# Task objective
Print the lines in the listing below that fall between the line with "[920,454], one per instance." and the line with "Guideline: one marker per instance of the building", those two lines included, exactly as they stand and with nothing else.

# Supplied records
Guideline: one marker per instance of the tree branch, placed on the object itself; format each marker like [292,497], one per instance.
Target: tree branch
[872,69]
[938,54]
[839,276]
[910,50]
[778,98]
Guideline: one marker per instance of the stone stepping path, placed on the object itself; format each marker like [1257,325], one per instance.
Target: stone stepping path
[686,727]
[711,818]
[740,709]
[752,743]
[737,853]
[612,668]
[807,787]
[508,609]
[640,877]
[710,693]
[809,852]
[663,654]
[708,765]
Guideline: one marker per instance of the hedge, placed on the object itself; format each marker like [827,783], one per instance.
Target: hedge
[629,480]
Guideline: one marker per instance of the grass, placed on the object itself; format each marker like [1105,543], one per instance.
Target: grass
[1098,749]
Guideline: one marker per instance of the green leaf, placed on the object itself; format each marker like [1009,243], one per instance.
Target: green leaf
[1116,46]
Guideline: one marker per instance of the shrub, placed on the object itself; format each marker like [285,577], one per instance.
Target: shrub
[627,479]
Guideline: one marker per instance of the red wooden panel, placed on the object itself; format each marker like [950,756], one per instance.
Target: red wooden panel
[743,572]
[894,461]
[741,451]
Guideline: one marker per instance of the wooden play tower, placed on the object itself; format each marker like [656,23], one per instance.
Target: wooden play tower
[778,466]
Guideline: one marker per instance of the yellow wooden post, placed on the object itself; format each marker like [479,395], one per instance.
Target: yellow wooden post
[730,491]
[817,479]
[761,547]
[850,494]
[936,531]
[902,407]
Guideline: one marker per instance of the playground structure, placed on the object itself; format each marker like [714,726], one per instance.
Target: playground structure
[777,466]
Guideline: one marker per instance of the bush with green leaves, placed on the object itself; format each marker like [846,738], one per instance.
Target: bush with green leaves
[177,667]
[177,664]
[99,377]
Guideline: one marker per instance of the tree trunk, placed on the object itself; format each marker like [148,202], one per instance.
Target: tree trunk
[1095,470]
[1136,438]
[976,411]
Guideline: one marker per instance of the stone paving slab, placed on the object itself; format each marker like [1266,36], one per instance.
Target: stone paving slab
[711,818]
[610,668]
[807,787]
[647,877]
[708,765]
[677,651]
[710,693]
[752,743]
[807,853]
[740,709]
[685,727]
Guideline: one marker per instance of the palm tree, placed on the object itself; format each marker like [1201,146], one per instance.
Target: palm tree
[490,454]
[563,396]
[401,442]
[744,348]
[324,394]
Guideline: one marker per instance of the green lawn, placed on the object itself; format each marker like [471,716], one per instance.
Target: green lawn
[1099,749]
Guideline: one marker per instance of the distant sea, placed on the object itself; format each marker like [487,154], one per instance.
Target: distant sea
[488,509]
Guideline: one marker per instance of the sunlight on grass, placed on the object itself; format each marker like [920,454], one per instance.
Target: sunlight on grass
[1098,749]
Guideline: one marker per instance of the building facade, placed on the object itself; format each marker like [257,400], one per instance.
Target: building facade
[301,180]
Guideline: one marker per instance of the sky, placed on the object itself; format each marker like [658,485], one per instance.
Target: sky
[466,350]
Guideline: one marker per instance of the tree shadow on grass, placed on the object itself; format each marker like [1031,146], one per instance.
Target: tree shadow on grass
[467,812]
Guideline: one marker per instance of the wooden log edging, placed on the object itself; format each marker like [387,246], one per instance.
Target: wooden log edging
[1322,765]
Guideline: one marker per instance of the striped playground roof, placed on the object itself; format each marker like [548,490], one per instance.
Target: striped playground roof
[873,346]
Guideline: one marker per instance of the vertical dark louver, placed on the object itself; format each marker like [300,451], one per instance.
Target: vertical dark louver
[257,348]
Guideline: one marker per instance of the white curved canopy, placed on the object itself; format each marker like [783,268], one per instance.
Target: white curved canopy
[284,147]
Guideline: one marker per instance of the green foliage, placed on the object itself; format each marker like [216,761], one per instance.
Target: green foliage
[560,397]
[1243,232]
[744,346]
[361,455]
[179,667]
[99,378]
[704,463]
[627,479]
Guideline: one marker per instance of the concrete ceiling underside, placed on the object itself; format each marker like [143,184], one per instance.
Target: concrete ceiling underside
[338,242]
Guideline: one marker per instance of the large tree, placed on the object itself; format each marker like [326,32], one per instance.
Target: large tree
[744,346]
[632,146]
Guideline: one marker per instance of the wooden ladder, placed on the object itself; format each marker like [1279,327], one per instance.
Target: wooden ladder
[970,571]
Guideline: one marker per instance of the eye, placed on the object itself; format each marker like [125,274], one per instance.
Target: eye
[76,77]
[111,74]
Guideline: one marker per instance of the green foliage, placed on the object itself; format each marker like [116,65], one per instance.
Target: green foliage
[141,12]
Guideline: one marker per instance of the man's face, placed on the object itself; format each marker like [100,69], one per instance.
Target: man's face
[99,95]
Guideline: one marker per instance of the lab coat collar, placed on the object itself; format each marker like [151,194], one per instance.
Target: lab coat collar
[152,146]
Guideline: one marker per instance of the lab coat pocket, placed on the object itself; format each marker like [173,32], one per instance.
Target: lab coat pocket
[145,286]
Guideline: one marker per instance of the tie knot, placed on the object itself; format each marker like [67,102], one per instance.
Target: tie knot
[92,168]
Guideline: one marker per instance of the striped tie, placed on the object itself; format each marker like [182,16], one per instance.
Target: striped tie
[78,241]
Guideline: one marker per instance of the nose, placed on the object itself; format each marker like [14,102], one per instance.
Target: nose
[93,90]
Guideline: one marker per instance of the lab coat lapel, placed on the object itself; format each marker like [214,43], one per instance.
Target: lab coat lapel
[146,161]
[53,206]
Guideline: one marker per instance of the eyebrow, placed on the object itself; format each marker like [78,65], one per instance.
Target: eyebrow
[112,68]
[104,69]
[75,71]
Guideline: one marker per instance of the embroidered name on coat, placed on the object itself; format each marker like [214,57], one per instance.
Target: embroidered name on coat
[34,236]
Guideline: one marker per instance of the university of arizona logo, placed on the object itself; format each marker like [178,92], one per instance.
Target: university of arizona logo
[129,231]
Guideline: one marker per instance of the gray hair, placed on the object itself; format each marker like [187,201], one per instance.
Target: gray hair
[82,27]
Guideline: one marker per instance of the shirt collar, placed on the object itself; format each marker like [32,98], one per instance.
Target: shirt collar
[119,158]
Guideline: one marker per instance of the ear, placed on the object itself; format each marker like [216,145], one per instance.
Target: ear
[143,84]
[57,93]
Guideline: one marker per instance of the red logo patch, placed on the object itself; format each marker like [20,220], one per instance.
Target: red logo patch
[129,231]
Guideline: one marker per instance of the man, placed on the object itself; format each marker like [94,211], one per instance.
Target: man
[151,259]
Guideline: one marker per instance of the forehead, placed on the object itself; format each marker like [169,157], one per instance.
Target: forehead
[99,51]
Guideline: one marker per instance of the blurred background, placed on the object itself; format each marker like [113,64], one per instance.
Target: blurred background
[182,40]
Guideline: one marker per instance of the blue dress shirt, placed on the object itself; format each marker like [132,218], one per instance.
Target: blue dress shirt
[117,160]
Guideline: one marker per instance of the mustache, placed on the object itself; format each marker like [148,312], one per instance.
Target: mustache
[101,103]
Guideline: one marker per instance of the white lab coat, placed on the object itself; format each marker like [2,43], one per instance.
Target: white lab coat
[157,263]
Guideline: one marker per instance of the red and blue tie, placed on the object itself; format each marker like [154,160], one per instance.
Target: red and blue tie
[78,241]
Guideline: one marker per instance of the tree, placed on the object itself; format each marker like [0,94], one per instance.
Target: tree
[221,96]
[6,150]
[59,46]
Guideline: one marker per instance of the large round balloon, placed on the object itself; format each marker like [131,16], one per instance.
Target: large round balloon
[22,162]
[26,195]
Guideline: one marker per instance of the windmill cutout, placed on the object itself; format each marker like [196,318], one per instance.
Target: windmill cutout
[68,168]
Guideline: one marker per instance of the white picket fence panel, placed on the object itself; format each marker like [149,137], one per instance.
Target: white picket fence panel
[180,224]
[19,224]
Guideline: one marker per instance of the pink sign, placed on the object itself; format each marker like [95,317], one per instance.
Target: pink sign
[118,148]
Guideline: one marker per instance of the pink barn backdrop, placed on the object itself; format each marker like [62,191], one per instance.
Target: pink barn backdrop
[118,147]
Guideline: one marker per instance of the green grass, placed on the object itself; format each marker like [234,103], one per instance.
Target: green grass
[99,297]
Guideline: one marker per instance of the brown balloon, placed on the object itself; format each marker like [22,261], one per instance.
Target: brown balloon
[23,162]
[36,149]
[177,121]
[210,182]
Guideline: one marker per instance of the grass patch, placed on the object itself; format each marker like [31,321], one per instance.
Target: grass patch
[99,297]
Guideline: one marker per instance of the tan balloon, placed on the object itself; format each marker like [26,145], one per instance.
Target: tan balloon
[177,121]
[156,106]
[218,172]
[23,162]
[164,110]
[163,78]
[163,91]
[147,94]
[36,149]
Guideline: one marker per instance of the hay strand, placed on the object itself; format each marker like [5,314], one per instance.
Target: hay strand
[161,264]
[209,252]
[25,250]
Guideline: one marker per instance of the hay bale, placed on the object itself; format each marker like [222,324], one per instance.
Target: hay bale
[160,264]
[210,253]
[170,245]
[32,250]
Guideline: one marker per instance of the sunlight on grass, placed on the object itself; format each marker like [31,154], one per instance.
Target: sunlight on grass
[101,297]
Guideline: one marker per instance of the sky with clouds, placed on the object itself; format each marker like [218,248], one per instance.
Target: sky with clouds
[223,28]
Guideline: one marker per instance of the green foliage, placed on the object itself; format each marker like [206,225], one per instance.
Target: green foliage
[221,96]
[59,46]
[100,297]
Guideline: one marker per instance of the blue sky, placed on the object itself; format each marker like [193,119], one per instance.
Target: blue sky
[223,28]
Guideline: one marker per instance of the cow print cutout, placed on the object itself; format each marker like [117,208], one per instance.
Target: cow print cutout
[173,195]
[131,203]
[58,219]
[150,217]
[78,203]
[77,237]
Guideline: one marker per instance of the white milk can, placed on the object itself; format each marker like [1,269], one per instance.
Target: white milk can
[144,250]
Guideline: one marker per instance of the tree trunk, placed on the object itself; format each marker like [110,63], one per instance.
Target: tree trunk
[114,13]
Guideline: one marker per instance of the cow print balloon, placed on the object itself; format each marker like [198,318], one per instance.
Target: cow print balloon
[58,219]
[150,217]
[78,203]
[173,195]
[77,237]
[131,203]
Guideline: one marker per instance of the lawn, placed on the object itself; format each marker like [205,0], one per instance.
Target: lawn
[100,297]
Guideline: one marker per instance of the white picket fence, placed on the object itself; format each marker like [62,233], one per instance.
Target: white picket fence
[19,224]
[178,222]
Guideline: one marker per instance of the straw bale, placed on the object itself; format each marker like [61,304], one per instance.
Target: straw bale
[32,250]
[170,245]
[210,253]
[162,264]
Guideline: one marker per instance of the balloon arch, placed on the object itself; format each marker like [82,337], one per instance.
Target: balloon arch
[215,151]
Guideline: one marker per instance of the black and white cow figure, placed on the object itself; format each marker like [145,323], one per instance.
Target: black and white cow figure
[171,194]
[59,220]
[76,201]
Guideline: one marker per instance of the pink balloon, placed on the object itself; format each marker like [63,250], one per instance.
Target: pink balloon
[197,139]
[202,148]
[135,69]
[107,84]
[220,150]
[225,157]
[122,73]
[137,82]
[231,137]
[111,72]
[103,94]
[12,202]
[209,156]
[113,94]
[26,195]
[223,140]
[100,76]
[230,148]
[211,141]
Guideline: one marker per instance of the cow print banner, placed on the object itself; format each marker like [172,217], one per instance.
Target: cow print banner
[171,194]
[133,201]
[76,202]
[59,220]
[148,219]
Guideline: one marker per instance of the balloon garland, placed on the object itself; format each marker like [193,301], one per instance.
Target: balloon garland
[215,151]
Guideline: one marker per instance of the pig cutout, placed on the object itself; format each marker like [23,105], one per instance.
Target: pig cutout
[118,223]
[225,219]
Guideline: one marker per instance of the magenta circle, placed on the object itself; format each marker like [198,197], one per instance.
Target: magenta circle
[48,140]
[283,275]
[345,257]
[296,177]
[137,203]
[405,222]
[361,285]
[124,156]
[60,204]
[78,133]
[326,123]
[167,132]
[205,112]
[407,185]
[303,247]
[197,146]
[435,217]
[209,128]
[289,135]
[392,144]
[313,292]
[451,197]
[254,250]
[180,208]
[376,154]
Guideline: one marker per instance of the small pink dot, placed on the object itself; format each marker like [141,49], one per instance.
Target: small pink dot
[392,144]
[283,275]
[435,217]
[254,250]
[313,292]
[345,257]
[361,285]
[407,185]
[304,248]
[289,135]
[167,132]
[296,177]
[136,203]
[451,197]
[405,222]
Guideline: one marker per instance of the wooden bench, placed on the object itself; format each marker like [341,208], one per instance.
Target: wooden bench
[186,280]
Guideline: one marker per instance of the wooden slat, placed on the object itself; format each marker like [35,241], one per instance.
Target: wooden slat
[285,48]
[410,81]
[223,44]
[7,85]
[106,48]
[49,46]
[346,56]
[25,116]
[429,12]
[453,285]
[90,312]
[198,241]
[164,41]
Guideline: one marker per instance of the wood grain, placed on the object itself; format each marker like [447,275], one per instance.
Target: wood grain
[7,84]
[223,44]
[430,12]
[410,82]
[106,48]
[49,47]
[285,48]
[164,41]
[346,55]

# Output for this exercise
Guideline: one marker per instance of the sunlight on grass, placed on the object itself; format each marker like [920,454], one per instance.
Target: sunlight on grass
[1098,749]
Guideline: one marker per instance of the building facade, placed on the object itself; format each marker like [257,400], one per instance.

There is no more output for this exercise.